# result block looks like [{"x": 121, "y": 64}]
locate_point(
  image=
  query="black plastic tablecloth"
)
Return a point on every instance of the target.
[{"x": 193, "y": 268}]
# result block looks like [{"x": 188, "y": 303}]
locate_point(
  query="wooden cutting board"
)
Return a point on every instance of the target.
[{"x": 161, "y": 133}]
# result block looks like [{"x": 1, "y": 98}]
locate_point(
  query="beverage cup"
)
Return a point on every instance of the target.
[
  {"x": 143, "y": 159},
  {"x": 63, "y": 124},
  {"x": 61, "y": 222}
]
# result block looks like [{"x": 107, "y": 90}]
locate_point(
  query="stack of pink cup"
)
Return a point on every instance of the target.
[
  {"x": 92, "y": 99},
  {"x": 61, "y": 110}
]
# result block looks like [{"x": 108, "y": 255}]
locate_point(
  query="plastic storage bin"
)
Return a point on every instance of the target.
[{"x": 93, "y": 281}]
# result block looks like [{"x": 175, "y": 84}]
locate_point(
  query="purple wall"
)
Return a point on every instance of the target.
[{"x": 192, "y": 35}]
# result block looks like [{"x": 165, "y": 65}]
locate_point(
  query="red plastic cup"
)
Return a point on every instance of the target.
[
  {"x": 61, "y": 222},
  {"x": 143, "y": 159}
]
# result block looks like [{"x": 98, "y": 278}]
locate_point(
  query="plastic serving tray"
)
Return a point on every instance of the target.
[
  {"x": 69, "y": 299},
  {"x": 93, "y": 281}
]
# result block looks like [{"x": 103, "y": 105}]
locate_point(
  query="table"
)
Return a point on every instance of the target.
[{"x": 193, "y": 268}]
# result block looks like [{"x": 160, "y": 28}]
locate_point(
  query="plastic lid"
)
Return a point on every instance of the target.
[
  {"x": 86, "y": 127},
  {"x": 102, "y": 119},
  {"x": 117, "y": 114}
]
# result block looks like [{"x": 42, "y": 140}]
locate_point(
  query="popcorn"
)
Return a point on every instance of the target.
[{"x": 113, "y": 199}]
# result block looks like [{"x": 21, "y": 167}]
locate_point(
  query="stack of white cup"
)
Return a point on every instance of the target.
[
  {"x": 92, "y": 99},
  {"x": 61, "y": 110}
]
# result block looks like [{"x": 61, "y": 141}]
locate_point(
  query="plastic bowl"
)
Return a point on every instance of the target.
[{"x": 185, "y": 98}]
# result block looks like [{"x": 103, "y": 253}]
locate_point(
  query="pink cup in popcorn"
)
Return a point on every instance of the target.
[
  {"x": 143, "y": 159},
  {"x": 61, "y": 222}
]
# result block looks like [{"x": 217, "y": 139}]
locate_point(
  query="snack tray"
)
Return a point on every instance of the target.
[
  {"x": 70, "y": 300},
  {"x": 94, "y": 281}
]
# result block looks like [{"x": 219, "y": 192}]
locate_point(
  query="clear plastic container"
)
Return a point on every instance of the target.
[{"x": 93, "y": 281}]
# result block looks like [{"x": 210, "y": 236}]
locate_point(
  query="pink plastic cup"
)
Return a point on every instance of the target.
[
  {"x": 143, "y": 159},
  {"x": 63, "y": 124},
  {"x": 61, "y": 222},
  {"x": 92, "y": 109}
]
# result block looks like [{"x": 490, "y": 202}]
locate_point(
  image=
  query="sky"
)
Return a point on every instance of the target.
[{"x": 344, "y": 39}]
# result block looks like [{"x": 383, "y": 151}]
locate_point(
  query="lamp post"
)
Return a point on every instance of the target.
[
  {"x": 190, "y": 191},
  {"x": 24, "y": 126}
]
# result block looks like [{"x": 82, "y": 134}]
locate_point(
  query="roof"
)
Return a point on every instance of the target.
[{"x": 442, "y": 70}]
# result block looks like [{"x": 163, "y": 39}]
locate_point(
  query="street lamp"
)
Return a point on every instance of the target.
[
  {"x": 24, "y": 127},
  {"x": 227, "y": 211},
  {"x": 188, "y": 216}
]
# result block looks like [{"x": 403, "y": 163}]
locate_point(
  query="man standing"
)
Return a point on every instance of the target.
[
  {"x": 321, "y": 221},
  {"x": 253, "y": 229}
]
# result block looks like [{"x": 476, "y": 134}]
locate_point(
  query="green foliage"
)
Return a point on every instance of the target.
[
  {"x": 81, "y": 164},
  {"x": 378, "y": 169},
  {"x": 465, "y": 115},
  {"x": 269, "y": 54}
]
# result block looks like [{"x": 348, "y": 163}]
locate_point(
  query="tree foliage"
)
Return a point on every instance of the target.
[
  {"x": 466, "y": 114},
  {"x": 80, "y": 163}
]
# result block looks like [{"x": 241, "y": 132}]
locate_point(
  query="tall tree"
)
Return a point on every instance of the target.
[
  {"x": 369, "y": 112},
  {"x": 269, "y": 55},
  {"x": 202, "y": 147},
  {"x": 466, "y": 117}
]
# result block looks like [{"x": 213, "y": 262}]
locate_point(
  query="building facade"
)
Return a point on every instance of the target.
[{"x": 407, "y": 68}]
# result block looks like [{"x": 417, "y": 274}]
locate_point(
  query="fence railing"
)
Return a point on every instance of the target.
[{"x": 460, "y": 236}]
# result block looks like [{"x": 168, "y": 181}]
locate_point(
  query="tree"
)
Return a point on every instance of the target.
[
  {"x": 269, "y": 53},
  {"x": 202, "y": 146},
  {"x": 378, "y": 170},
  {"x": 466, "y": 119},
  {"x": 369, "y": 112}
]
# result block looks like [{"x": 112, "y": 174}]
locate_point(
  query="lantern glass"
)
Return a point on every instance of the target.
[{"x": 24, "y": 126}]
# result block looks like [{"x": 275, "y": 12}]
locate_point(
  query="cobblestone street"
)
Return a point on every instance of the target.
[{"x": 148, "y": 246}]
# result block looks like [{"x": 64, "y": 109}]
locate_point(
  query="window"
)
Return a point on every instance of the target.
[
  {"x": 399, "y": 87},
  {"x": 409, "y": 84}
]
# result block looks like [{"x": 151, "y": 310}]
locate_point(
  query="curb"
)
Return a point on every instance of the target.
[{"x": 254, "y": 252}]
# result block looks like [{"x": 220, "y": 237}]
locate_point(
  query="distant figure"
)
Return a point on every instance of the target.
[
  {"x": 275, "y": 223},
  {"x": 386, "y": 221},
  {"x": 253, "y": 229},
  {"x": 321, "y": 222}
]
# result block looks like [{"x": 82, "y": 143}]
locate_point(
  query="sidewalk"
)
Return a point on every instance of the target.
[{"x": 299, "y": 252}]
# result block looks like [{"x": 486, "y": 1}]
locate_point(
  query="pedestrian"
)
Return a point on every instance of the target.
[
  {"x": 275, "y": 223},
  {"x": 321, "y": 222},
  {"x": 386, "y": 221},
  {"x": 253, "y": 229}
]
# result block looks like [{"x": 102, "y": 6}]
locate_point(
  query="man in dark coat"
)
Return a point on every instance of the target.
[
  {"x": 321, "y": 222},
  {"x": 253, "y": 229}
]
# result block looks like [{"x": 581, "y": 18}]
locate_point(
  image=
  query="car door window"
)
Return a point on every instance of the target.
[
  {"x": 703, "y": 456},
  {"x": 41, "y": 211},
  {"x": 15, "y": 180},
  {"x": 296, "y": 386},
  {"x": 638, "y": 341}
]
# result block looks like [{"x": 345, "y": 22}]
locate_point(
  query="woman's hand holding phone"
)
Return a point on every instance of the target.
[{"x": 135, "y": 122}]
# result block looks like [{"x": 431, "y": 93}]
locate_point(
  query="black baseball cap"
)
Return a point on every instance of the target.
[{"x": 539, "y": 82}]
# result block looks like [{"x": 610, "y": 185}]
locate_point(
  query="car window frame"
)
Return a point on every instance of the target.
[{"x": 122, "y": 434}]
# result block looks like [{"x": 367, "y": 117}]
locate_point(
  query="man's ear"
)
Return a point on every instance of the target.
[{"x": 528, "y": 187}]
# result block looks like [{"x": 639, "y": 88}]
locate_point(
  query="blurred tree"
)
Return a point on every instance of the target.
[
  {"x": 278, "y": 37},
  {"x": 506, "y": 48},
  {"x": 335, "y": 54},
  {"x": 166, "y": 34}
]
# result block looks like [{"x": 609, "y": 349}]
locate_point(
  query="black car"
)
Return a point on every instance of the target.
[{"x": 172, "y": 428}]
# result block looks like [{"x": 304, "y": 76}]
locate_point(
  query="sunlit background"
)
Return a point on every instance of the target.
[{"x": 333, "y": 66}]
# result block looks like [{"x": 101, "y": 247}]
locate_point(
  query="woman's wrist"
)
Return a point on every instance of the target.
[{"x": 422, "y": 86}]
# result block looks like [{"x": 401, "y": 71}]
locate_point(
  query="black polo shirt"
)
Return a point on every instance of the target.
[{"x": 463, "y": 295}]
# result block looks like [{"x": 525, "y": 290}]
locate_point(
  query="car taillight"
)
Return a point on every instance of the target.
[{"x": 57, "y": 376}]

» **THE PROBLEM**
Find every line in the data above that contains the string "window" and copy each one out. Matching is case-sensitive.

» **RESULT OF THE EXERCISE**
  query="window"
  query="car door window"
  query="car window frame"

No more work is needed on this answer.